EXERCISE BRIEF: Extend the review of the tabletop game Last Kiss, picking up right after its final sentence.

Last Kiss Backerkit Review

Ever feel like the world is out to get you? It is. Five radical teens with attitude should not be responsible for saving the world. You’re a bunch of god-damned teenagers. You might act like you have it all figured out, but you don’t. How could you when there is a literal evil force making your lives harder? So go ahead, seek out some normal high school goals like dominating on the sports field, kissing the mean girl, or becoming class president. While you play pretend, the darkness will seep in. The darkness colors the world so nothing is quite right. This is a world where disputes can be resolved via duels, where the next town over seems a world away, and where monsters live in secret. Normal doesn’t have a chance. What will you do before it all ends?
Perhaps there’s enough time for one Last Kiss…

Created by Brian A Liberge (who we last saw around here flying with Ace Adventure, although odds are solid you’ve seen them since doing things like running the East coast PAXi chapters of Games on Demand or doing charity actual plays with Dungeons & Drag Nuns) and published by Luck of the Harbor, Last Kiss is a game of decidedly unplucky teenagers making poor choices born of inexperience, trying to figure themselves out in a world that is as absolutely doomed as it is only allegedly normal.

The player characters are literally the Main Characters, the ones who think they’re the most important people around (as teenagers are wont to do). The facilitator for the game is playing all of the Side Characters, but is also playing the darkness, the nebulous force that is going to destroy the world at the end of the game but wants to have Fun with the MCs first.

MCs don’t have much in the way of stats, but what they do have are Labels. Labels are how characters view a particular MC, including that MC themself (it’s a little like Masks, that way, although there’s no numerical rating for them). Each character starts with one Label granted by their Powered by the Apocalypse-style playbook, such as the Juggernaut starting with Foolish and the Horror beginning with Covetous. Each MC also starts with one Label that is also their gender, although the genders available (there’s a different list of starter options for each playbook) are so creative that the binary isn’t even in the rear view mirror – Goth Diner Waitress, Dude, Barrier, Executive Enby, Mermaid, Boy Wife Material, Muscle Mommy, something thrust upon you, a gender you found and then made 30% of your personality…

Labels can be cleared or changed or added, but if you get too many of them you actually end up with Trauma that becomes the biggest part of your personality and can only be healed by roleplaying out a scene; the game makes a point to highlight that thia means that your gender can change and even become your Trauma over the course of the game.

The game will take place in one of several provided towns, all of which are not quite right and showing signs of (probably?) mundane decay. One example is Hecate, halfway up a mountain and centered around a long-abandoned megachurch that most of the older town members used to belong to but none of you can remember being open. The high school is strangely set on a cliff, and the Vice Principal is the mayor’s first cousin. For another example, Exit only exists on US-90 to give people ‘a place to get gas and piss’. If you’re too astute, though, you’ll notice that it seems to be the same people driving through every day… anyway, the high school is a bunch of modular buildings next to a modern school that never got cleared for occupancy for some reason, and the vice principal is oddly germaphobic and is running an overbearing handwashing campaign.

RECORDED INFORMATION:
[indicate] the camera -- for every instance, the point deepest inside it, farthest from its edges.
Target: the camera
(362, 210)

EXERCISE RESPONSE:
Many disputes in the school, from who is taking who to prom to who has to do the most work in a group assignment, are going to be resolved by duels. Duels are a perfectly normal part of culture here in Not Weird Town! They’re not allowed on school grounds, though. They’ll probably still happen on school grounds sometimes, though.

Last Kiss calls out Revolutionary Girl Utena and I Saw The TV Glow as inspirations. Now, I haven’t seen I Saw The TV Glow (yet, now that I know about it), but when it comes to Utena… well, it may have been a long time since it crossed my radar but, oh yeah, that inspiration is as clear as day. Very surreal, very emotionally messy, very queer.


The facilitator moves are broken up into a few categories. Free moves are ones that you can do all the time, like Describe A World of Shadows to highlight the 1%… alright 5% of the world that’s just a little bit weird, or Take the Bait to jump on something that the Main Characters are getting up to. Cold moves are for when the darkness is ’embracing their power to control the world’, like Fulfill A Threat (somewhat self-explanatory), Reveal an Uncomfortable Truth (same, with examples like a character’s boyfriend has been cheating on them or the school’s theater budget has been secretly spent on football), and Establish a Cultural Norm (which all the Side Characters know has always been the way things are, while the Main Characters might notice it hasn’t).

Cruel moves are the darkness at its strongest, typically letting it do things without build-up or warning, like Make the World Dangerous Without Warning or Reveal a New Side Character. Special moves exist, but the only example is the Surreal Scene Shift which can wrap up a scene and drop the characters into the next one; again, Side Characters won’t notice anything, but Main Characters might just twig to the fact that they’re time-skipping.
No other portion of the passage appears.